— Start of DATA PROVIDED —

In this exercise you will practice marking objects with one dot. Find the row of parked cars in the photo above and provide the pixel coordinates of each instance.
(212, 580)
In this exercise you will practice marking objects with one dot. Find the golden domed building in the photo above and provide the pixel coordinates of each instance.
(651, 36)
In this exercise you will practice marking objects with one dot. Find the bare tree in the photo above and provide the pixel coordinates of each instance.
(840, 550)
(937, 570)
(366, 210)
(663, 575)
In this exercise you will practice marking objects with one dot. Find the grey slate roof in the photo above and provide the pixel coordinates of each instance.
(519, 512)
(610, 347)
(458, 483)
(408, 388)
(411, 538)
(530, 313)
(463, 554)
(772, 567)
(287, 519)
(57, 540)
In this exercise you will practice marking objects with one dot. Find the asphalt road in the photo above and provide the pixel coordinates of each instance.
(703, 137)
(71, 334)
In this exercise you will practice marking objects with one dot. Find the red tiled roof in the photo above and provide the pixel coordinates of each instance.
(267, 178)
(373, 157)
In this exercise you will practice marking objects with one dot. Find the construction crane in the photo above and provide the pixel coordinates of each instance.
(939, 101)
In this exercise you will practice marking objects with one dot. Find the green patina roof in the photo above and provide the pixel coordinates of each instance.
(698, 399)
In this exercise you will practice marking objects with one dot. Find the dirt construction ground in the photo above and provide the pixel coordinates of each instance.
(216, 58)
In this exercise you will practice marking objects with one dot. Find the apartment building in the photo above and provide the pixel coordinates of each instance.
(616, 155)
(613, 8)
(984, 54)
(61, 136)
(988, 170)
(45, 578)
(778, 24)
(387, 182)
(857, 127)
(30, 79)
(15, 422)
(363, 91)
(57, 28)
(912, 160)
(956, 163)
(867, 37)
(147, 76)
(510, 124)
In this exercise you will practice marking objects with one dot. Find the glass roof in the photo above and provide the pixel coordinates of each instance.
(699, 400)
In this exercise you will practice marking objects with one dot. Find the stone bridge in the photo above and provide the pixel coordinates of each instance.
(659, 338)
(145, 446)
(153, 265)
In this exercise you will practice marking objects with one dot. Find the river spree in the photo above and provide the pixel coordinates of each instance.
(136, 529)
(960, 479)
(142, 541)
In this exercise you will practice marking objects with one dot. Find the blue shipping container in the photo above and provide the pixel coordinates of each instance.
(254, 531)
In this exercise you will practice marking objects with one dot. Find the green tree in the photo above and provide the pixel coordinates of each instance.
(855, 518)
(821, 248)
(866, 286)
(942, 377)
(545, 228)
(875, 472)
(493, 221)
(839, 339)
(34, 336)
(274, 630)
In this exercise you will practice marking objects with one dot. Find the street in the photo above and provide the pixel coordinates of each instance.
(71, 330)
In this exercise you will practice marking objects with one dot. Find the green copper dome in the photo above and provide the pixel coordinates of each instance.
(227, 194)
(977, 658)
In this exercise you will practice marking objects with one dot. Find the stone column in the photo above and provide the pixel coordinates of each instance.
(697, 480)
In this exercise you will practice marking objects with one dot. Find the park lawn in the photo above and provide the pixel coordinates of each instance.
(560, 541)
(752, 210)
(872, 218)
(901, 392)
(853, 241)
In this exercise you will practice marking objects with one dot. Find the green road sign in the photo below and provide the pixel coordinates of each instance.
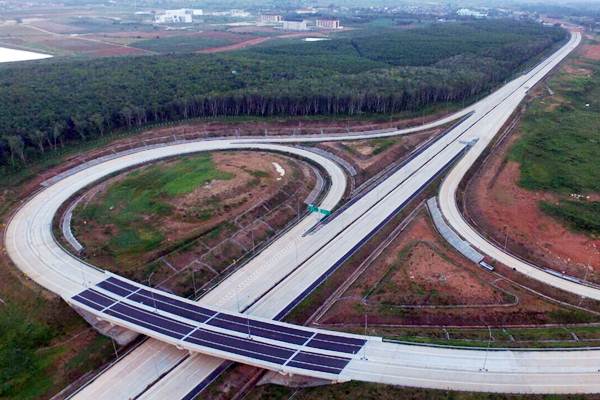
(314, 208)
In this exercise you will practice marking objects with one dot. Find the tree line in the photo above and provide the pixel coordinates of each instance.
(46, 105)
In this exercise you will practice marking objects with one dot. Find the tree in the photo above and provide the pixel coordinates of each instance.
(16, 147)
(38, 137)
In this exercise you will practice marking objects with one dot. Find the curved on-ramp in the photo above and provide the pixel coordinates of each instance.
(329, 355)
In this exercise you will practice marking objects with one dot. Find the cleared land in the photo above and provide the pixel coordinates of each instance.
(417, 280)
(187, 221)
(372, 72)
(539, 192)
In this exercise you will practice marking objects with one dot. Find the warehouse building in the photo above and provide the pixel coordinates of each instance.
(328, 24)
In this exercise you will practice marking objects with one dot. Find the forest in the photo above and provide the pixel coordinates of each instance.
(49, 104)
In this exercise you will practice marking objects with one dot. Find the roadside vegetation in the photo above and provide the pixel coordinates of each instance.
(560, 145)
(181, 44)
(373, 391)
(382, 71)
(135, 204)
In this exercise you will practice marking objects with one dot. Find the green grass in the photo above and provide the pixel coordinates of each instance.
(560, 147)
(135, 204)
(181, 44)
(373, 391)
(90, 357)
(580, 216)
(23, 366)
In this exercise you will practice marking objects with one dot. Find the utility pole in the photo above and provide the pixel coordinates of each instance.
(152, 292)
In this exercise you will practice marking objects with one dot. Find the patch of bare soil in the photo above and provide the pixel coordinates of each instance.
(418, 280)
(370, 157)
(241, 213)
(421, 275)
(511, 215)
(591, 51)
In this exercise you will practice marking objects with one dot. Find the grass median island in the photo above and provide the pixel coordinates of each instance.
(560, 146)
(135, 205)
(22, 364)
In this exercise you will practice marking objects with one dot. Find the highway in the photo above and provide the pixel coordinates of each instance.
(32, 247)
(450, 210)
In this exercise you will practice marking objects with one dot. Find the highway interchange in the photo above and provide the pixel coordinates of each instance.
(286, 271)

— End of DATA PROVIDED —
— Start of DATA PROVIDED —

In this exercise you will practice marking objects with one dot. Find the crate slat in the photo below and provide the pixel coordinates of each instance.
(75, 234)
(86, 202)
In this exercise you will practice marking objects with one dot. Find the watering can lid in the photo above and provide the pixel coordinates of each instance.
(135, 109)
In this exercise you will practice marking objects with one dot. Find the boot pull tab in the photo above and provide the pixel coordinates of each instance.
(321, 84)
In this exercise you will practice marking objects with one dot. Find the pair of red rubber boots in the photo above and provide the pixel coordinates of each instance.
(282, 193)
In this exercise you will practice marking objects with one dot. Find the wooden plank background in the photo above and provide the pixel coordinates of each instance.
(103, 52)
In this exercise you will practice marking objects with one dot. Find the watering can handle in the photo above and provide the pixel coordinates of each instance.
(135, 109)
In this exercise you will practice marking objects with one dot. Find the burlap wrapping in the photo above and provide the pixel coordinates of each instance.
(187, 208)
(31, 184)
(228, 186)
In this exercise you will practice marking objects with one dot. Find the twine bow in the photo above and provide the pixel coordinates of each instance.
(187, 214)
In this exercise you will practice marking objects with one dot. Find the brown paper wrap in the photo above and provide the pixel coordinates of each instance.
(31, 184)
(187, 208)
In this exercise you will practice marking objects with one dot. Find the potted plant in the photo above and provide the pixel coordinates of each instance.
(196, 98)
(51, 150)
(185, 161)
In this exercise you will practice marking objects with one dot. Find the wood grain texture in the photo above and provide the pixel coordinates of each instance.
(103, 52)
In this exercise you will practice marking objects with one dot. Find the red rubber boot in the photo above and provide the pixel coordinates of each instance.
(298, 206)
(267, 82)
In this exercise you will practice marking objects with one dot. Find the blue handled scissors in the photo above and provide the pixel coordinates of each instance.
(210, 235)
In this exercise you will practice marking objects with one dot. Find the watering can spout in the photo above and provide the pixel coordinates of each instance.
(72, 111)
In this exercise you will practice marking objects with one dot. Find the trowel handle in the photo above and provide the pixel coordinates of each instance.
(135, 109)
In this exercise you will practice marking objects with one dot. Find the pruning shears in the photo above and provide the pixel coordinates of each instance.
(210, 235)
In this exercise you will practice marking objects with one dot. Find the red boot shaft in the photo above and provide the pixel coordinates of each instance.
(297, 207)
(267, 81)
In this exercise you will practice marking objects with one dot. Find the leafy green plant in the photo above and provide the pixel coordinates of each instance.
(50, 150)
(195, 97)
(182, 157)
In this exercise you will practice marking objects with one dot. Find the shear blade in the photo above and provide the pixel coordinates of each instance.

— End of DATA PROVIDED —

• [WRITTEN EXERCISE]:
Count the lines in the material above that contain the string "grass", with case counting. Reply with the number alone.

• [EXPECTED OUTPUT]:
2